GIVEN DATA →
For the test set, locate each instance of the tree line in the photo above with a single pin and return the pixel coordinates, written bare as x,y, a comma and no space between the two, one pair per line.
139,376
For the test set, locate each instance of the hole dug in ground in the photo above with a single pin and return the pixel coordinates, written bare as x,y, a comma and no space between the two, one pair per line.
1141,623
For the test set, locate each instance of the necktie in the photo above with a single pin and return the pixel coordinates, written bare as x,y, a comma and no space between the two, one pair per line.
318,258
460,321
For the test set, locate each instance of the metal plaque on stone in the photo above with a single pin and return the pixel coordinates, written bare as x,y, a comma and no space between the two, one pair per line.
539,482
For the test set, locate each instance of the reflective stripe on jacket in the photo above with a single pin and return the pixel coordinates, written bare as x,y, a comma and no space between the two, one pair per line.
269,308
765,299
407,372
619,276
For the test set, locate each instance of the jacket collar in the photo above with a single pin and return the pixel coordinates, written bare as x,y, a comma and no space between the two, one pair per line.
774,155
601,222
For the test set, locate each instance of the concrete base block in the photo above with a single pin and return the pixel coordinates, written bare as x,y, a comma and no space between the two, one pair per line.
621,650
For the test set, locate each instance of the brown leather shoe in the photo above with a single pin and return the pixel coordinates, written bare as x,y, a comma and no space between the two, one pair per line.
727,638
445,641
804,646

WHAT IS BEING ASKED → Reproduce the lines of the entries above exactly, but only from the line containing "For the test set, locate each instance of the jacket" through the final line.

ANSWER FOR THIS EXERCISE →
For the test set, locate each instance of the jacket collar in the photo above with a single pin and return the pixel coordinates, written bare as x,y, a comma and no space between the two, one pair per line.
774,155
601,222
For the test set, locate each instance of the concrete base block in the photo above with a single pin and return the pixel coordinates, written bare as x,y, a comma and no space between the two, one pair per line.
621,650
For the test set, locate each instance of the brown leather shoe in the photo above with a single pin and return the pixel coordinates, written bare as x,y, a comma and no space between the two, one pair per line.
727,638
445,641
804,646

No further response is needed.